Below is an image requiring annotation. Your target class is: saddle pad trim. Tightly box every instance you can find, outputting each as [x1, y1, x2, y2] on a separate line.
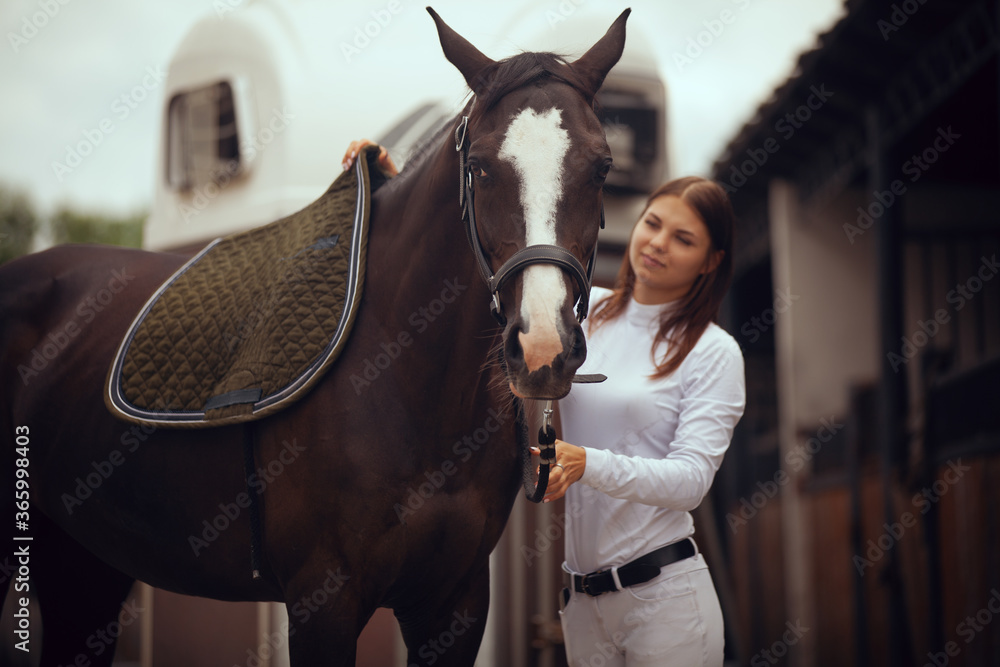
[105, 238, 223, 423]
[104, 150, 373, 428]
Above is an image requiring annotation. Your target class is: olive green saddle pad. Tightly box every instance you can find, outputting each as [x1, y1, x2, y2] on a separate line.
[106, 146, 388, 428]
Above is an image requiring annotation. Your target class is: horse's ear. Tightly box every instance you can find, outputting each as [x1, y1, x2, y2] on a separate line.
[427, 7, 496, 92]
[570, 8, 630, 100]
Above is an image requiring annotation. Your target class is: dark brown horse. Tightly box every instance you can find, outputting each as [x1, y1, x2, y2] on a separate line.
[0, 8, 627, 665]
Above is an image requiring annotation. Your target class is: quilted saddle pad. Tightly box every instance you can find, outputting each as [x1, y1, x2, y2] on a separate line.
[105, 145, 388, 428]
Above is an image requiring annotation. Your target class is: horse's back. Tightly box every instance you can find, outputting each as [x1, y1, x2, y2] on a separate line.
[0, 244, 187, 408]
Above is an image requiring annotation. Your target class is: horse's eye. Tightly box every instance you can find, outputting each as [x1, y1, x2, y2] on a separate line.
[595, 160, 612, 183]
[471, 165, 488, 179]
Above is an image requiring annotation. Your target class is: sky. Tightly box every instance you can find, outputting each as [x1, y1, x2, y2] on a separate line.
[0, 0, 846, 218]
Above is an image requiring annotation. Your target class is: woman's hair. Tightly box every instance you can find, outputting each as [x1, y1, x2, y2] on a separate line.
[589, 176, 735, 379]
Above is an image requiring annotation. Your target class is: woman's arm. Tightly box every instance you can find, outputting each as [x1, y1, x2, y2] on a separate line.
[540, 334, 745, 509]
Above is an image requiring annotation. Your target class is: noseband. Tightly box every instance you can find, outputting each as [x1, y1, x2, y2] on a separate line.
[454, 115, 602, 326]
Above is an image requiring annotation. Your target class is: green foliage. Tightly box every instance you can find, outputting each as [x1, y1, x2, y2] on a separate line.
[50, 207, 145, 248]
[0, 185, 38, 265]
[0, 181, 147, 265]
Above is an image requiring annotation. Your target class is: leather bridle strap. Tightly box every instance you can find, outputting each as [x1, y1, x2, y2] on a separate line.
[455, 115, 599, 326]
[490, 244, 592, 321]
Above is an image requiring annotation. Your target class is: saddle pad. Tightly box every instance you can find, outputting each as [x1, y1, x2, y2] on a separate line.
[105, 145, 388, 428]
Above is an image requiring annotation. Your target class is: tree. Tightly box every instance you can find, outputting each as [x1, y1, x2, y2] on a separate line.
[0, 185, 38, 265]
[0, 182, 146, 264]
[50, 207, 145, 248]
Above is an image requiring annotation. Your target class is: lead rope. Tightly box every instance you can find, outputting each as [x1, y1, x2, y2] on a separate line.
[524, 400, 558, 503]
[522, 374, 606, 502]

********************

_Problem details_: Return the complete material exactly as it appears, without images.

_Output for this exercise_:
Below is an image requiring annotation. Your target class is: saddle pad trim. Tightly box every instance you can find, outputting each as [x1, y1, x2, y2] on a separate line.
[105, 238, 223, 423]
[104, 150, 373, 428]
Above is an image requiring annotation. Your target class is: olive green saddle pad. Tightly box every instance you can find, outputting each as [x1, y1, x2, y2] on a separate line.
[106, 146, 388, 428]
Above is an image requiring annotation. Your target class is: horse's ear. Tightly box every instance you can find, outputting each as [x1, y1, x2, y2] on a separate line.
[427, 7, 496, 92]
[570, 8, 630, 100]
Above is an image requiring annotation. Your target class is: dark brown horse. Tightly box every instance you can find, outputting each as [x1, y1, x2, y2] on a separate line.
[0, 8, 627, 665]
Above is an image requiring annotation. Your target class is: quilted saddle pad. Tightly box every instance you can find, outputting each as [x1, y1, x2, y2] on a separate line.
[105, 145, 388, 428]
Above is an image requiring annotation. Your target class is: horse's back. Tightly box every instance you can find, outputting each as [x1, y1, x2, y2] on a separate line.
[0, 244, 187, 408]
Above is an image requiring annotation. Your target class is: horse's eye. Tightly box every instance you can find, outputting each as [x1, y1, x2, y2] on a separate line.
[595, 160, 612, 183]
[471, 165, 488, 179]
Above is an image requiring annotation. Your target class is: sky. Tightly box every instance you can find, outputting each as [x1, y1, x2, y2] on a separate line.
[0, 0, 846, 218]
Above is an image requiring annotation. Your target class is: woman's hair. Tightly box every instance you can find, outputting each as [x1, y1, x2, y2] on a separate line.
[589, 176, 735, 379]
Above is an image requiring annotation. Your target class is: woman's arm. Tightly box every instance you can find, outputting each as [x1, y1, x2, y2] on a separate line.
[540, 334, 745, 509]
Above is an image requiring annotation. Your target class is: noseband. Tightly box every instance you can find, outputting each as [x1, y1, x2, y2] on a separate line.
[454, 115, 602, 326]
Above is an image requiring annotation. Your target class is: green foliage. Tightly box every instance you can find, outputting each as [x1, y1, x2, y2] on a separate line.
[50, 207, 145, 248]
[0, 185, 38, 265]
[0, 181, 147, 265]
Above is an image requiring annotation. Your target class is: leather bridle strap. Tightly box every instance you can find, outputting each as [x1, y1, x2, y2] on a separate line.
[455, 115, 599, 326]
[490, 244, 592, 321]
Above is an image requiring annotation. Your target class is: saddle pad. Tightly box every instance you can find, outputting each as [x1, y1, x2, y2] on a separate line.
[105, 145, 388, 428]
Above is an image requiring annotation. Your target class is: tree. Tightly box every instance you can find, outputting each as [x1, y1, x2, y2] on a separate line.
[0, 185, 38, 265]
[0, 182, 146, 264]
[50, 207, 145, 248]
Above is an image requiring annotation. Your target class is: lead rope. Tightly box every instance you can find, outputting each as [x1, y1, x2, y2] on a separate line.
[524, 400, 558, 503]
[522, 374, 606, 502]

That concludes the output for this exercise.